**Source document**
# # # # # # #

The Houston I.S.D. in partnership with Asia Society International Studies Schools Network developed a new, small high school in August 2007 called the International High School at Sharpstown. In the 2011-2012 school year, International High School and Sharpstown Middle School were consolidated to be Sharpstown International School, the first sixth-through-twelfth grade magnet program in HISD. The school's international studies magnet program offers Model United Nations, Chinese and Spanish languages, study abroad opportunities, and an internationalized curriculum.

The student body represents more than 45 countries and over 35 languages. The majority of students speak Spanish, Chinese, Vietnamese, Igbo, Amharic, and Tigrinya.

The school's mascot for its sports teams is the "Spartan." Previously, Sharpstown Middle School's sports teams were called the Vikings.

Sharpstown International School offers an annual International Festival. The International Festival happens every first Tuesday of December.

==History==

The building that now houses Sharpstown International School was originally built in 1967 as a high school. It was named Sharpstown Junior/Senior High School, housing grades 7–12. The area around the school grew quickly and, in 1969 a new Sharpstown Senior High campus (serving grades 10–12) was built on Bissonnet Street. The older campus became Sharpstown Junior High, serving grades 7–9. At the beginning of the 1981-1982 school year, Sharpstown Junior High became Sharpstown Middle School (grades 6–8), and Sharpstown Senior High became Sharpstown High School.

In 2011 Sharpstown Middle was consolidated with the International High School at Sharpstown to form a new 6-12 school, Sharpstown International School. For a short time, the school did have an attendance boundary for grades 6-12. By 2012 its section was reassigned to Sugar Grove Middle School (6-8) and Sharpstown High School (9-12). Sharpstown International School now has no zone/boundary because of its magnet program.

Liberty High School, an alternative high school for recent immigrants, was from 2017 on the campus of Sharpstown International. In 2022 it moved to the Houston Community College (HCC) Gulfton Campus.

==Location==
Sharpstown International School is in the Sharpstown area of Houston.

===Transportation===
Houston ISD provides school buses for magnet students and to those who live more than two miles from the school.

==Student body==
Students represent more than 45 countries of origin and approximately 35 languages are spoken.

==School uniforms==
Sharpstown International School has a mandatory school uniform policy.
The middle schoolers have to wear red and the high schoolers have to wear navy blue. Only the seniors get to wear black.

# # # # # # #

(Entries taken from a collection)

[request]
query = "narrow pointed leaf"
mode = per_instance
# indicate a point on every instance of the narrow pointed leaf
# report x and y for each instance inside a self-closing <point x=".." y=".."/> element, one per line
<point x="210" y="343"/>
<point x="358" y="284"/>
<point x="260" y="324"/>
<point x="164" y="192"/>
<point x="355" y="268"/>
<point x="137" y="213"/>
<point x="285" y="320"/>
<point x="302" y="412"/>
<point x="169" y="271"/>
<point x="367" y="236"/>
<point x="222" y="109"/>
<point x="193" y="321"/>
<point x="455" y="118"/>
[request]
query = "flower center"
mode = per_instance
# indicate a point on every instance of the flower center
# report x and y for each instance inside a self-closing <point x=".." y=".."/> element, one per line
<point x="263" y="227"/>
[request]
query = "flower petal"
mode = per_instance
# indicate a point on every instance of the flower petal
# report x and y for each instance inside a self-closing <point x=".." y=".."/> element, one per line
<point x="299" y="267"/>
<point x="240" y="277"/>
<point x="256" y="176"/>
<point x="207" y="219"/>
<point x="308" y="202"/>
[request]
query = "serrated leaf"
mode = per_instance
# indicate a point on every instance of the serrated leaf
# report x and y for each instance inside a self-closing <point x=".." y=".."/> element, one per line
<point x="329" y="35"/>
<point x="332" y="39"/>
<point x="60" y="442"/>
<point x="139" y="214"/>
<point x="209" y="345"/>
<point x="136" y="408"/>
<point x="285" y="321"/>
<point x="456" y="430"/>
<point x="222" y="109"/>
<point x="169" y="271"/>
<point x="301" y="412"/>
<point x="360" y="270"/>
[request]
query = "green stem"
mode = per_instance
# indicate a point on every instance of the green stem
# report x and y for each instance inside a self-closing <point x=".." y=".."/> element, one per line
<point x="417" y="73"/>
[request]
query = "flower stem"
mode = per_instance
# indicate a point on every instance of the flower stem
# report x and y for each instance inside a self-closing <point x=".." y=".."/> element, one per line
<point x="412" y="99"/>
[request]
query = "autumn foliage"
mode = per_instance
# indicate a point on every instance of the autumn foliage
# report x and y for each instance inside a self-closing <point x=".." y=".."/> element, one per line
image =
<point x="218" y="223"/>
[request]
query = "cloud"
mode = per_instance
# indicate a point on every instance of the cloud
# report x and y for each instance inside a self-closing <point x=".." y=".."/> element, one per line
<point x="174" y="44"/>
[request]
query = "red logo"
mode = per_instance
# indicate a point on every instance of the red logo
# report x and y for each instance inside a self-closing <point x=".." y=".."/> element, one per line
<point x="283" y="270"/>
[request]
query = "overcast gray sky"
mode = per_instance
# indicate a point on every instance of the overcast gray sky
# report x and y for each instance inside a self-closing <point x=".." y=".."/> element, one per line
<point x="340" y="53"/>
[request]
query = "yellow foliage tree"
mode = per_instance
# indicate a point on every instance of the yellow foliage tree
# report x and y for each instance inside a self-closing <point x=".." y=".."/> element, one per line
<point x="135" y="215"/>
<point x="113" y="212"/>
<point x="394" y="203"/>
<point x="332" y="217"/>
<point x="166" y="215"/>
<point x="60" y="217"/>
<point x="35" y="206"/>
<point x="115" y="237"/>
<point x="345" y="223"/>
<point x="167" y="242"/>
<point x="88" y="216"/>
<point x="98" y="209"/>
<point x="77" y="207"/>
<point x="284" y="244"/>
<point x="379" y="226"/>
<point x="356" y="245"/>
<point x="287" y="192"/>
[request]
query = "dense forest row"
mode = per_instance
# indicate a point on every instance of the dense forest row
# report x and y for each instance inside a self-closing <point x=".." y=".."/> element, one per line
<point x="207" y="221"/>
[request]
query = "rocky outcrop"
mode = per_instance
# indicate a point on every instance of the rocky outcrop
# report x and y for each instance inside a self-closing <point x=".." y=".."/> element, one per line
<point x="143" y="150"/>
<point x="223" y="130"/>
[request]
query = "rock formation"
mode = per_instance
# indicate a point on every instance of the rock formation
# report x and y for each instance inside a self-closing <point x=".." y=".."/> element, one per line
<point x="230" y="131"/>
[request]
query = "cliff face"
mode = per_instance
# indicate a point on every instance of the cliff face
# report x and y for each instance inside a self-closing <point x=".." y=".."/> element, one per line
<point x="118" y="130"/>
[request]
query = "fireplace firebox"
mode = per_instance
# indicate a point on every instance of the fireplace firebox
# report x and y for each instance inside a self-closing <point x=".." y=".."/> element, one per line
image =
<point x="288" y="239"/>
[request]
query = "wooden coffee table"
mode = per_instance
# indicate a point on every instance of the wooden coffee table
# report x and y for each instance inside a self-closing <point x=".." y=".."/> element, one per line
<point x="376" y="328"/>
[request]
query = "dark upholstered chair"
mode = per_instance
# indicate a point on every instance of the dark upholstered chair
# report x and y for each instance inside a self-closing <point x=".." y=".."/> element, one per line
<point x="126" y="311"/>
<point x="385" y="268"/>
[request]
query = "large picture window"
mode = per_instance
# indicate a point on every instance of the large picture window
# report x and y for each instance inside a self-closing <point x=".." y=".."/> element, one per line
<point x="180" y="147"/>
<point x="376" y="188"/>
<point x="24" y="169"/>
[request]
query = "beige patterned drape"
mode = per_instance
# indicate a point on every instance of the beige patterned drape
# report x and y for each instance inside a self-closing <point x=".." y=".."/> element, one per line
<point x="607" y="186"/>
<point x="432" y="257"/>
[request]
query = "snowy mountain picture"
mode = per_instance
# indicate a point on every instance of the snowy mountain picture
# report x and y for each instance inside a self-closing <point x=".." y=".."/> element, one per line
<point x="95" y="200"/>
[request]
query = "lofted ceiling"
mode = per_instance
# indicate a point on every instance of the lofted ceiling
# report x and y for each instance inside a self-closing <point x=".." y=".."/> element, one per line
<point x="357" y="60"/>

# # # # # # #

**Parts of the exercise**
a) Please transcribe the passage of the Sharpstown International School excerpt between "The Houston I.S.D." and "called the Vikings.", inclusive.
b) According to the Sharpstown International School excerpt, what color must the high schoolers wear under the uniform policy?

**Expected responses**
a)
The Houston I.S.D. in partnership with Asia Society International Studies Schools Network developed a new, small high school in August 2007 called the International High School at Sharpstown. In the 2011-2012 school year, International High School and Sharpstown Middle School were consolidated to be Sharpstown International School, the first sixth-through-twelfth grade magnet program in HISD. The school's international studies magnet program offers Model United Nations, Chinese and Spanish languages, study abroad opportunities, and an internationalized curriculum.

The student body represents more than 45 countries and over 35 languages. The majority of students speak Spanish, Chinese, Vietnamese, Igbo, Amharic, and Tigrinya.

The school's mascot for its sports teams is the "Spartan." Previously, Sharpstown Middle School's sports teams were called the Vikings.

b) Navy blue.